• **DIRECTIVE**
Quote, without change, all of the lines that follow.

::::::::::

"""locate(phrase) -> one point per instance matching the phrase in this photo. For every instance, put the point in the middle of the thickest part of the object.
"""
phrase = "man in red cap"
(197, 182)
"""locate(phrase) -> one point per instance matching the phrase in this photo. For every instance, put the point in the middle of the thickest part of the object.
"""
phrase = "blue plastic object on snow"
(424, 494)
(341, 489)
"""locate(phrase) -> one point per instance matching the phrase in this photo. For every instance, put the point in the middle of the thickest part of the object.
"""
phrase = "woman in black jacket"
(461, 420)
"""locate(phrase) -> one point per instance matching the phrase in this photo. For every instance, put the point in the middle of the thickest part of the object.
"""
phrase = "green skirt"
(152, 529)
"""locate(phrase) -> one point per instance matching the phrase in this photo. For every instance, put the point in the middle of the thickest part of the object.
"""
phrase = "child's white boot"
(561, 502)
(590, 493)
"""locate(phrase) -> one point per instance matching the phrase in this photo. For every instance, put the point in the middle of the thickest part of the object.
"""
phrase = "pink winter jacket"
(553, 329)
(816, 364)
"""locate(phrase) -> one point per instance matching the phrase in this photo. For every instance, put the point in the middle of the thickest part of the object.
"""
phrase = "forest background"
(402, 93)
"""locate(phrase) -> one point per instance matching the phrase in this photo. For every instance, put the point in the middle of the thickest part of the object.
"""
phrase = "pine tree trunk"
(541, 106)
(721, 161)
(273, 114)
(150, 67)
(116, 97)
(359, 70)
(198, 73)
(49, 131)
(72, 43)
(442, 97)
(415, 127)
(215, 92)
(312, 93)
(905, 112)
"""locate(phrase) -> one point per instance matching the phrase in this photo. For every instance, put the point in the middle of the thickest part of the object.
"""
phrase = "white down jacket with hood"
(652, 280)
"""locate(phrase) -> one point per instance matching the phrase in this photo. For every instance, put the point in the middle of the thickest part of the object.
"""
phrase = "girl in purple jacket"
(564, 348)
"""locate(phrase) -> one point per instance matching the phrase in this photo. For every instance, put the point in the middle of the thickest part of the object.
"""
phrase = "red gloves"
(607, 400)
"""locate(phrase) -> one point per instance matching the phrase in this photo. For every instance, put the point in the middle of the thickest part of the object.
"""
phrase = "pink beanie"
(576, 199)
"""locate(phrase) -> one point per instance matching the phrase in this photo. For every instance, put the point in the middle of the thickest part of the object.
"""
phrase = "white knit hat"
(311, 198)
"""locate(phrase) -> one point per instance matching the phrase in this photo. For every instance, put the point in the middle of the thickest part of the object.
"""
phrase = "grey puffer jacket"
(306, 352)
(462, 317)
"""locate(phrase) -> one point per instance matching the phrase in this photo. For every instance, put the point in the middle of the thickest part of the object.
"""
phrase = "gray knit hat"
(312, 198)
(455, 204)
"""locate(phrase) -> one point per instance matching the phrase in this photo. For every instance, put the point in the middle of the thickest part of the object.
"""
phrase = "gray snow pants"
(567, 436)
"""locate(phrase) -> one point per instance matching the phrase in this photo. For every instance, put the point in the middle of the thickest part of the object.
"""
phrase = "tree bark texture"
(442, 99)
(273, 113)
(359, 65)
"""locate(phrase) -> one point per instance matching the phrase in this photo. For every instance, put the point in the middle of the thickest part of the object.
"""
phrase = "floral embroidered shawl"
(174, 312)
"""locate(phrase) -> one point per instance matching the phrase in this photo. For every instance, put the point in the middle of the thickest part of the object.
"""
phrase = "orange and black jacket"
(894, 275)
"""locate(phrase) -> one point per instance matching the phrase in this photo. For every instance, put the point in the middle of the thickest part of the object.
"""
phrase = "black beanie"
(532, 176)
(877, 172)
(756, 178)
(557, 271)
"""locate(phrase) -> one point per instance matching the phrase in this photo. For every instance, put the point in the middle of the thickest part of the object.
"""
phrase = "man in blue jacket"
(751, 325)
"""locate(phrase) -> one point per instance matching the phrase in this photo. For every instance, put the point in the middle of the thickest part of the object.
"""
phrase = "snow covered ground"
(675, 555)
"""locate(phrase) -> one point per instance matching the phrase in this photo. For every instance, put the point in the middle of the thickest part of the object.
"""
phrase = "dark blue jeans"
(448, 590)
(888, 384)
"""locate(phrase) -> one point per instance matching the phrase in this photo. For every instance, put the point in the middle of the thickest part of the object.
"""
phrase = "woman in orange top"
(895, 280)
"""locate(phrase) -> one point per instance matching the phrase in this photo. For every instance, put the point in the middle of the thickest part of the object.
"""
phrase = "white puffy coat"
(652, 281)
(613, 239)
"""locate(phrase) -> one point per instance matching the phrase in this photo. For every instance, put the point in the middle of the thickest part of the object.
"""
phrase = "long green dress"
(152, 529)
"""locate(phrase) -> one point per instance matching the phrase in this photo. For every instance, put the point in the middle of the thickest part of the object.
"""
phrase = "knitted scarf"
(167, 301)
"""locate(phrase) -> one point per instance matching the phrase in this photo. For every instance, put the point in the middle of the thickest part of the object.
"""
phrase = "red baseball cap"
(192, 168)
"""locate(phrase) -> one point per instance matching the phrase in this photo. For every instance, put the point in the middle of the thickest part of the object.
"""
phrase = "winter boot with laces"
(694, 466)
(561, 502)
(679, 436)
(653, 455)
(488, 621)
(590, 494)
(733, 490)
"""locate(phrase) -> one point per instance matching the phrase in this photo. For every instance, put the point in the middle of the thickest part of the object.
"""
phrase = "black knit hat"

::::::::::

• **EXERCISE SOLUTION**
"""locate(phrase) -> one point per instance matching the phrase in this photo. For every instance, put the point in the middle of the thickest part of the object.
"""
phrase = "man in red cap"
(197, 182)
"""locate(phrase) -> one point per instance matching the phrase in this photo. For every instance, put the point in the middle of the thickest part of the object.
"""
phrase = "blue plastic object on snow"
(424, 494)
(341, 489)
"""locate(phrase) -> one point per instance matching the phrase in this photo. For every instance, put the point in the middle of the thickest part of the object.
"""
phrase = "woman in black jacket"
(461, 420)
"""locate(phrase) -> one point per instance matching the phrase in this photo. For every instance, put the point in the middle of the thickest part of the object.
"""
phrase = "green skirt"
(152, 529)
"""locate(phrase) -> one point per instance matching the phrase in this photo. For every instance, put the point in the middle of the thickest part of the object.
"""
phrase = "child's white boot"
(561, 502)
(590, 493)
"""locate(phrase) -> one point per instance matching the phrase in this photo. For every instance, put the point in the middle of the thickest part of the object.
"""
phrase = "pink winter jacket"
(553, 329)
(816, 364)
"""locate(phrase) -> one point per instance matching the phrase in this photo. For every instance, put the point in the middle of the thickest part of the object.
"""
phrase = "forest background"
(402, 93)
"""locate(phrase) -> one point per instance matching the phrase in this photo. For every instance, put the point in the middle of the thickest part of the object.
"""
phrase = "pine tree trunk"
(541, 106)
(721, 161)
(273, 114)
(150, 67)
(116, 97)
(359, 70)
(198, 73)
(49, 131)
(72, 43)
(442, 97)
(415, 127)
(215, 92)
(312, 93)
(905, 112)
"""locate(phrase) -> one point per instance matching the phrase in this photo. For every instance, put the point in the middle of the thickest part of the object.
"""
phrase = "white down jacket with hood"
(652, 280)
"""locate(phrase) -> one point per instance matching the phrase in this photo. For every instance, put the point in the middle of the thickest part of the object.
"""
phrase = "girl in purple jacket"
(564, 348)
"""locate(phrase) -> one point per instance matching the phrase in this photo. For every instance, put the point in the middle of the thickest part of the object.
"""
phrase = "red gloves"
(607, 400)
"""locate(phrase) -> one point per instance matching the phrase in this photo. For every instance, put the point in the middle of the thickest part of the object.
"""
phrase = "pink beanie"
(576, 199)
"""locate(phrase) -> one point per instance matching the phrase in this photo. For every instance, put the point in the middle of the thickest part of the object.
"""
phrase = "white knit hat"
(311, 198)
"""locate(phrase) -> one point per instance matching the phrase in this photo. For every instance, put the point in the middle of the thickest part of the object.
"""
phrase = "grey puffer jacket"
(306, 352)
(462, 317)
"""locate(phrase) -> one point per instance matching the phrase in this photo. For every instance, put the point in the middle of the thickest part of the object.
"""
phrase = "gray knit hat"
(312, 198)
(455, 204)
"""locate(phrase) -> one point per instance matching the phrase in this photo. For every instance, put the point in the middle of the thickest part of the object.
"""
phrase = "gray snow pants"
(567, 436)
"""locate(phrase) -> one point per instance matching the phrase in this photo. For every instance, put the point in the middle of the thickest part of the object.
"""
phrase = "tree bark texture"
(442, 99)
(273, 113)
(359, 65)
"""locate(phrase) -> one point per instance matching the phrase in this photo. For every instance, put the point in the middle of the thickest part of the object.
"""
phrase = "floral embroidered shawl"
(174, 312)
"""locate(phrase) -> one point per instance matching the phrase in this photo. For every instance, put the point in the middle of the thickest part of the object.
"""
phrase = "orange and black jacket"
(894, 275)
"""locate(phrase) -> one point per instance matching the phrase in this photo. For every instance, put the point in the middle of the thickest part of the object.
"""
phrase = "black beanie"
(532, 176)
(877, 172)
(756, 178)
(557, 271)
"""locate(phrase) -> one point per instance matching the phrase in this photo. For every instance, put the point in the middle of the thickest part of the object.
"""
phrase = "man in blue jacket"
(751, 325)
"""locate(phrase) -> one point per instance matching the phrase in this photo. For every instance, put the point in the middle of the thickest part of the object.
"""
phrase = "snow covered ground"
(675, 555)
"""locate(phrase) -> one point per instance matching the phrase in this photo. For every instance, put the point in the middle of the thickest part of the object.
"""
phrase = "dark blue jeans"
(448, 590)
(888, 384)
"""locate(phrase) -> one point per instance matching the phrase in this photo. For every instance, put the point in the middle of the thickest part of the object.
"""
phrase = "woman in orange top"
(895, 280)
"""locate(phrase) -> one point per instance matching the phrase in this photo. For every instance, put the point in the middle of the thickest part of the object.
"""
phrase = "white puffy coat"
(652, 281)
(613, 239)
"""locate(phrase) -> one point per instance matching the phrase in this photo. For every instance, put the point in the middle of the thickest part of the object.
"""
phrase = "long green dress"
(152, 529)
"""locate(phrase) -> one point per instance matching the phrase in this photo. For every instance, put the point in the middle of the thickest part of the object.
"""
phrase = "knitted scarf"
(167, 301)
"""locate(phrase) -> one point per instance matching the phrase in this photo. For every instance, put the point in the middle of the thickest part of the object.
"""
phrase = "red baseball cap"
(192, 168)
"""locate(phrase) -> one point per instance matching the phrase in this photo. For every instance, put the point in the middle of the thickest part of the object.
"""
phrase = "winter boot with laces"
(694, 466)
(561, 502)
(679, 436)
(653, 455)
(488, 621)
(590, 494)
(733, 490)
"""locate(phrase) -> one point per instance matching the phrase in this photo. For every instance, put the point in the middle of the thickest part of the object.
"""
phrase = "black knit hat"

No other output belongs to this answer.